11/12/09

Google Wave Product

Google Wave is designed as a new Internet communications platform. It is written in Java using OpenJDK and its web interface uses the Google Web Toolkit. Google Wave works like previous messaging systems like email and Usenet, but instead of sending a message along with its entire thread of previous messages, or requiring all responses to be stored in each user's inbox for context, message documents (referred to as waves) that contain complete threads of multimedia messages (blips) are perpetually stored on a central server. Waves are shared with collaborators who can be added to or removed from the wave at any point during a wave's existence.

Waves, described by Google as "equal parts conversation and document", are hosted XML documents that allow seamless and low latency concurrent modifications. Any participant of a wave can reply anywhere within the message, edit any part of the wave, and add participants at any point in the process. Each edit/reply is a blip and users can reply to individual blips within waves. Recipients are notified of changes/replies in all waves in which they are active and, upon opening a wave, may review those changes in chronological order. In addition, waves are live. All replies/edits are visible in real-time, letter by letter, as they are typed by the other collaborators. Multiple participants may edit a single wave simultaneously in Google Wave. Thus, waves can function not only as e-mails and threaded conversations but also as an instant messaging service when many participants are online at the same time. A wave may repeatedly shift roles between e-mail and instant messaging depending on the number of users editing it concurrently. The ability to show messages as they are typed can be disabled, similar to conventional instant messaging.

» Task statement:
In the Google Wave text, copy everything from "Google Wave Product" down to "a wave's existence.", switching "central server" for "remote server".

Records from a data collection
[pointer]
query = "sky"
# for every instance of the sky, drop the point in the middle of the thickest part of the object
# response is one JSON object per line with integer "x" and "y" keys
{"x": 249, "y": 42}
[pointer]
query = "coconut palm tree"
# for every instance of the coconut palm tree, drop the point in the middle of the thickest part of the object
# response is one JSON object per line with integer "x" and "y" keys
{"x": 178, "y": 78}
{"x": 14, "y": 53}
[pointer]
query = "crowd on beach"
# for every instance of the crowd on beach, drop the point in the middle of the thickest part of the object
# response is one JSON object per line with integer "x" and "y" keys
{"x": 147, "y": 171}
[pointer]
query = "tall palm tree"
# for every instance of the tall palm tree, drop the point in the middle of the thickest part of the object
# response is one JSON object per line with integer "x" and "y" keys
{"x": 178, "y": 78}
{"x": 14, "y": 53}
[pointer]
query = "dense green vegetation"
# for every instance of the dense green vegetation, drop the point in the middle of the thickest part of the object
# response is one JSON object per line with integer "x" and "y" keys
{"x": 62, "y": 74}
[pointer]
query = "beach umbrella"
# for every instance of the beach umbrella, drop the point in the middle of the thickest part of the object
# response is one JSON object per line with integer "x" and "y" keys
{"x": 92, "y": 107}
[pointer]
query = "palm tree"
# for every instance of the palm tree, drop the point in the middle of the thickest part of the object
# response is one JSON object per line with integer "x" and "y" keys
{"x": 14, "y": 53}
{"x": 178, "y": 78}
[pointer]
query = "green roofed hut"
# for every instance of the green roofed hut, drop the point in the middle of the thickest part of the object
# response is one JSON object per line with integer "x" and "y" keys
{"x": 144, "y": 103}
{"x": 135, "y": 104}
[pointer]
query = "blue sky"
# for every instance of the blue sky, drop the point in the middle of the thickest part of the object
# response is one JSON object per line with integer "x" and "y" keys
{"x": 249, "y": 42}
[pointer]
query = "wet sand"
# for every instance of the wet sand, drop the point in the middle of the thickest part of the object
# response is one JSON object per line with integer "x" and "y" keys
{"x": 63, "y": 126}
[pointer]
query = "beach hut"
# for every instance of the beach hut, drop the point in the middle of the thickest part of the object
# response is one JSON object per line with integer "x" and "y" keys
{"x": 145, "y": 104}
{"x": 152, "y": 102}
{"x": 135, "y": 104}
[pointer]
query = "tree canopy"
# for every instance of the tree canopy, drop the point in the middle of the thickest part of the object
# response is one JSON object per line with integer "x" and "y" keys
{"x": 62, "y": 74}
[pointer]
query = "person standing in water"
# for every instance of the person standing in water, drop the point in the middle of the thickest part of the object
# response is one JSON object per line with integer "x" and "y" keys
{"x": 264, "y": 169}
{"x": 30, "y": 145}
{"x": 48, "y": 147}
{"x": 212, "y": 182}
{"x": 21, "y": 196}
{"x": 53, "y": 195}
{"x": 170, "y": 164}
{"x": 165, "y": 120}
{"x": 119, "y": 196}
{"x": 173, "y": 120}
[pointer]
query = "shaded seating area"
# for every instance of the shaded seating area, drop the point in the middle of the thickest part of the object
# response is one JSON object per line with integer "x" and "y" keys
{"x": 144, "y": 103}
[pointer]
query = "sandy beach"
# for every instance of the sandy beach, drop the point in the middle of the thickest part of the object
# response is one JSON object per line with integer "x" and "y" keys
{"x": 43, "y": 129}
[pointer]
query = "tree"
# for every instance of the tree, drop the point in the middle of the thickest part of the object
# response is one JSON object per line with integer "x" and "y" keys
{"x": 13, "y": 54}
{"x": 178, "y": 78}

» Solution to this exercise:
Google Wave Product

Google Wave is designed as a new Internet communications platform. It is written in Java using OpenJDK and its web interface uses the Google Web Toolkit. Google Wave works like previous messaging systems like email and Usenet, but instead of sending a message along with its entire thread of previous messages, or requiring all responses to be stored in each user's inbox for context, message documents (referred to as waves) that contain complete threads of multimedia messages (blips) are perpetually stored on a remote server. Waves are shared with collaborators who can be added to or removed from the wave at any point during a wave's existence.